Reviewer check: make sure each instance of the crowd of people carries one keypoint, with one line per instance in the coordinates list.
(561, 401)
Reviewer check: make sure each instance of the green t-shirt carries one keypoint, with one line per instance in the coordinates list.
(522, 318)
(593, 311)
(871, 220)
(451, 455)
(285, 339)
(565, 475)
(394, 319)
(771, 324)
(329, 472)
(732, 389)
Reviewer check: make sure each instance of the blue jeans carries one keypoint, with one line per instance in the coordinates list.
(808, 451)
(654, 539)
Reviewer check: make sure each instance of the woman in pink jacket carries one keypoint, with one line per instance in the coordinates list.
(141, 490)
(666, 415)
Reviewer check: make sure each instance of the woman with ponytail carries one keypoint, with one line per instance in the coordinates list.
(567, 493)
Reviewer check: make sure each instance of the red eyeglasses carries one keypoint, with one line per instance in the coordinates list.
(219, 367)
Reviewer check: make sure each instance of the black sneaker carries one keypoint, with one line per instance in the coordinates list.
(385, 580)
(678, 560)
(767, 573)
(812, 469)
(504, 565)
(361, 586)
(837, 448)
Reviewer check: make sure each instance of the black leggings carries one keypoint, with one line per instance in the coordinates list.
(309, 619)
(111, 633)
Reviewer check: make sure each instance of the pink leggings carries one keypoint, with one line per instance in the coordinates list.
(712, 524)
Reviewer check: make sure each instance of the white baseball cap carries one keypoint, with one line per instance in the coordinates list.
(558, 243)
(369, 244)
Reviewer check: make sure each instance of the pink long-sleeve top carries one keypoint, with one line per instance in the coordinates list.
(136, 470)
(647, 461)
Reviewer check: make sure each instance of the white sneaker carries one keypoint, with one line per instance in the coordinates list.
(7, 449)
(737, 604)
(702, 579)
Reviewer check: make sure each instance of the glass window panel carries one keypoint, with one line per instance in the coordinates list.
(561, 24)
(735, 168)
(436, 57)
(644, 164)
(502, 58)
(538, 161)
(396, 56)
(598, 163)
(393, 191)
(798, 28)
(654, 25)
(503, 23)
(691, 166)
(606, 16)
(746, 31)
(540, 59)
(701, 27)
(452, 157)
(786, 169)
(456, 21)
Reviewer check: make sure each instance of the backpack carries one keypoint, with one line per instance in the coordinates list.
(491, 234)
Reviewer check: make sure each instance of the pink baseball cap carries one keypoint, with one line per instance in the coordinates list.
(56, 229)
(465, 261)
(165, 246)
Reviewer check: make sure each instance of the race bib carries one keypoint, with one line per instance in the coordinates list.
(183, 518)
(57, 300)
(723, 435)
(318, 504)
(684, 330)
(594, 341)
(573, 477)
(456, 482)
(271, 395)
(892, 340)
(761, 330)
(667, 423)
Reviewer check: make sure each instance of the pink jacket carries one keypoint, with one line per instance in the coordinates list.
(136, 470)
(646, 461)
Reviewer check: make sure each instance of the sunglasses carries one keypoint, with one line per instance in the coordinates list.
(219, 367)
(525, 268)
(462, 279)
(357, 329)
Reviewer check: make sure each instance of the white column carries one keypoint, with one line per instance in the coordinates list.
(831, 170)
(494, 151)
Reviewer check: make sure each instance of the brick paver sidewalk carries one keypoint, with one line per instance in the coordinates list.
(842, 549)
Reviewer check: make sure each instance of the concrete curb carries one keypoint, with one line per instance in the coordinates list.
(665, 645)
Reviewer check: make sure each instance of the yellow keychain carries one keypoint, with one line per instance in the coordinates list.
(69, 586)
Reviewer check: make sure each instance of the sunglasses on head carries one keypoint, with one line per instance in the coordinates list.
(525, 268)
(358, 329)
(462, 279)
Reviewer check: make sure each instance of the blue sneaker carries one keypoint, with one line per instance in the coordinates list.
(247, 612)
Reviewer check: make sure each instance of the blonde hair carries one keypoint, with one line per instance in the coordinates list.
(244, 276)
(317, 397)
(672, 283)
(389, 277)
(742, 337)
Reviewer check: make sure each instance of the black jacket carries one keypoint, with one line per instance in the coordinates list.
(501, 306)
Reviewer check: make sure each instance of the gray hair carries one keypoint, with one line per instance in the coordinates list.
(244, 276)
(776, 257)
•••••
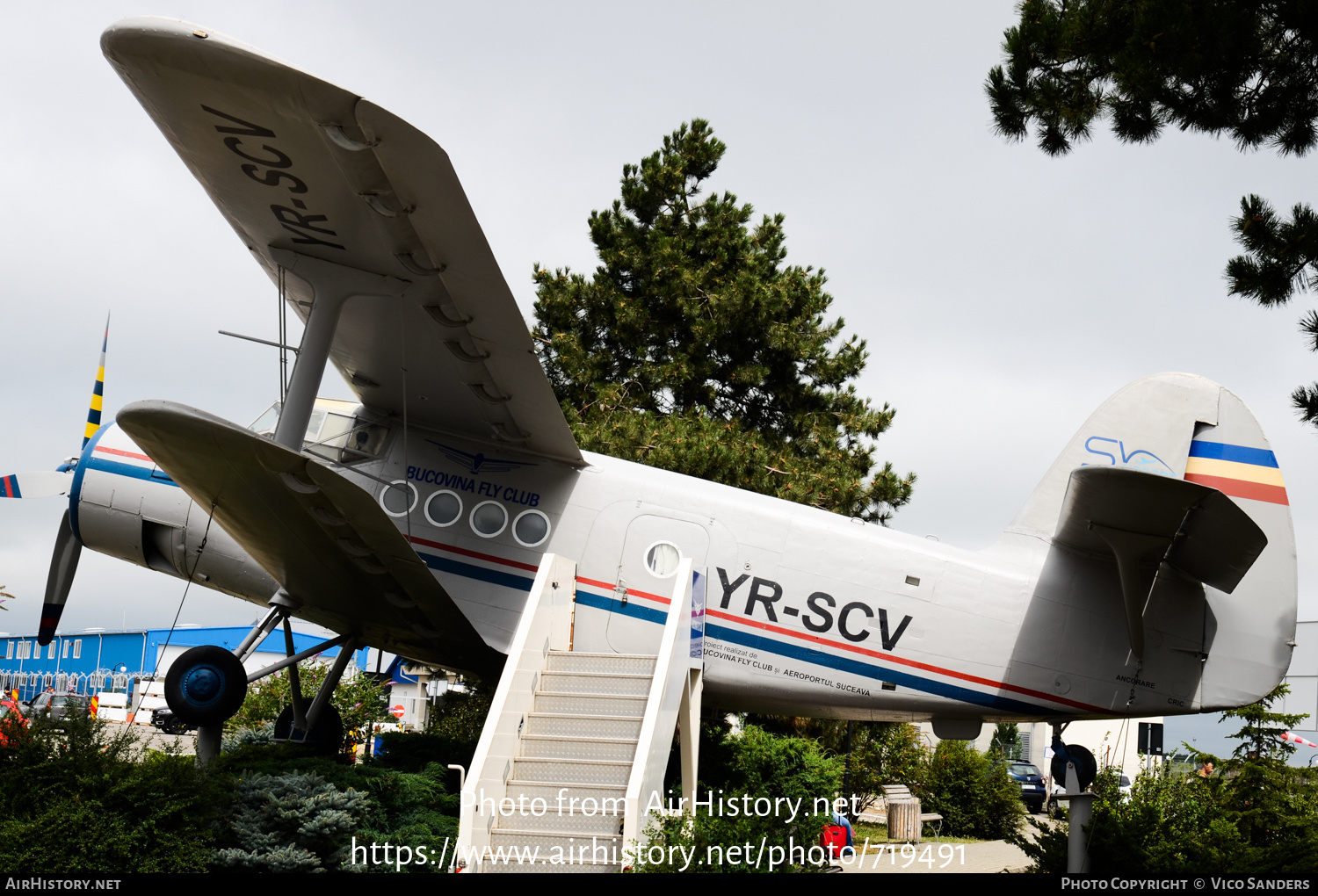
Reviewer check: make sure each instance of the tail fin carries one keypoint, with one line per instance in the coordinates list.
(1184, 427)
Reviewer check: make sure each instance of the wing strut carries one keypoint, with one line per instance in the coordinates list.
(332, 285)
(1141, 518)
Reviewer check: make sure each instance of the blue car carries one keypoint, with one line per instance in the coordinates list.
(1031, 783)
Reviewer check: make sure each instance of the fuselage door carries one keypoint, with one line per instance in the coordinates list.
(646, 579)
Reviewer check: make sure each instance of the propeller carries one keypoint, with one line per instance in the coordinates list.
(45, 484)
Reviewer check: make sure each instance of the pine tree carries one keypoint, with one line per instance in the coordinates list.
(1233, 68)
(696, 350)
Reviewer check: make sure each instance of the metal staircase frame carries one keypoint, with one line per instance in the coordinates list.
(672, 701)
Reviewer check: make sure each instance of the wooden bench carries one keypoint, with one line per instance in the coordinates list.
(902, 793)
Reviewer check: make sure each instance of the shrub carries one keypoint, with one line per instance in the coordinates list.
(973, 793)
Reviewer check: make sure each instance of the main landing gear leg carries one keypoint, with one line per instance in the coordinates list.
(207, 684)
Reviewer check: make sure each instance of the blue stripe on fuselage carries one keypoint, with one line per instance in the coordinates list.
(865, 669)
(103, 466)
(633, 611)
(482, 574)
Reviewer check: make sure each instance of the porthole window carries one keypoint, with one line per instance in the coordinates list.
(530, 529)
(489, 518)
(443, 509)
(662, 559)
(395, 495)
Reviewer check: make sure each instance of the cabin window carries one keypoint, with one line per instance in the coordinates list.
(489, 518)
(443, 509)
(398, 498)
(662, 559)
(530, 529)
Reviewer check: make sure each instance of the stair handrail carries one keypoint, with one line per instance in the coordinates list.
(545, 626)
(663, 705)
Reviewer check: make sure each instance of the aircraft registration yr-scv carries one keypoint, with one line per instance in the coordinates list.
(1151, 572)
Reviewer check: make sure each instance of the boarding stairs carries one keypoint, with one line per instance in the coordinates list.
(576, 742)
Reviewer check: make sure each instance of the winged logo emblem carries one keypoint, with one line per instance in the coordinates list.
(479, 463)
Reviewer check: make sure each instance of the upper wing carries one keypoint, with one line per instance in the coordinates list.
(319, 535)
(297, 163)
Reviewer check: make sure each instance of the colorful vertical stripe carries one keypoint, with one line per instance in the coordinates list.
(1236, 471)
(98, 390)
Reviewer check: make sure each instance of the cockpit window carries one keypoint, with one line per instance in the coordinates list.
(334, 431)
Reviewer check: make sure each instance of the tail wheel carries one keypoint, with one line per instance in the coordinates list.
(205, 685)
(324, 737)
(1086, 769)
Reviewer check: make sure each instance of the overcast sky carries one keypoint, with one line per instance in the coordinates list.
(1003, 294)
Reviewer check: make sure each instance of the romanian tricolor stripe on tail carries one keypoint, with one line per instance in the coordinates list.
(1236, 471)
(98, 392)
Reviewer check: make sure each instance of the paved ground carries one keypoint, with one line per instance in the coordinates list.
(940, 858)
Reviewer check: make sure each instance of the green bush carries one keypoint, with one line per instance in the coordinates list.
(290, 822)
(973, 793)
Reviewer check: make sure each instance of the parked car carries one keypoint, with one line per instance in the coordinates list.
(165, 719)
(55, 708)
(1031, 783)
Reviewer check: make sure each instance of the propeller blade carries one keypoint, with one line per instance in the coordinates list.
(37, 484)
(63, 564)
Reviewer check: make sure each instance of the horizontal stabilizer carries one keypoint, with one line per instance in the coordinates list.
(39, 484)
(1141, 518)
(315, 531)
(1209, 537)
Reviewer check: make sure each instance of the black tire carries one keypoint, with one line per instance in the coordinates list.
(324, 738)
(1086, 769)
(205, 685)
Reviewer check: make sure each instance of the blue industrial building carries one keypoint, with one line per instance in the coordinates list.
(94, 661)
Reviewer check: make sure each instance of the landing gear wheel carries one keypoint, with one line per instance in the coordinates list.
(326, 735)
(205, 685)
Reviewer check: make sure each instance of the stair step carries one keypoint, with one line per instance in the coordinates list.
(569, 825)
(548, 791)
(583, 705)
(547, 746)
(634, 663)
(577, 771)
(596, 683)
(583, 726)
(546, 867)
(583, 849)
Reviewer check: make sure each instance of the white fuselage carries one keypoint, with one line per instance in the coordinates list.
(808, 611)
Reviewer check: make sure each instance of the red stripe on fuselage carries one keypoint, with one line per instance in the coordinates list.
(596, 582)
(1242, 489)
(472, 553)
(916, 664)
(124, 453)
•••••
__THE REQUEST__
Please count the lines above that contain the word "hair", and give only that number.

__PROBLEM SOLUTION__
2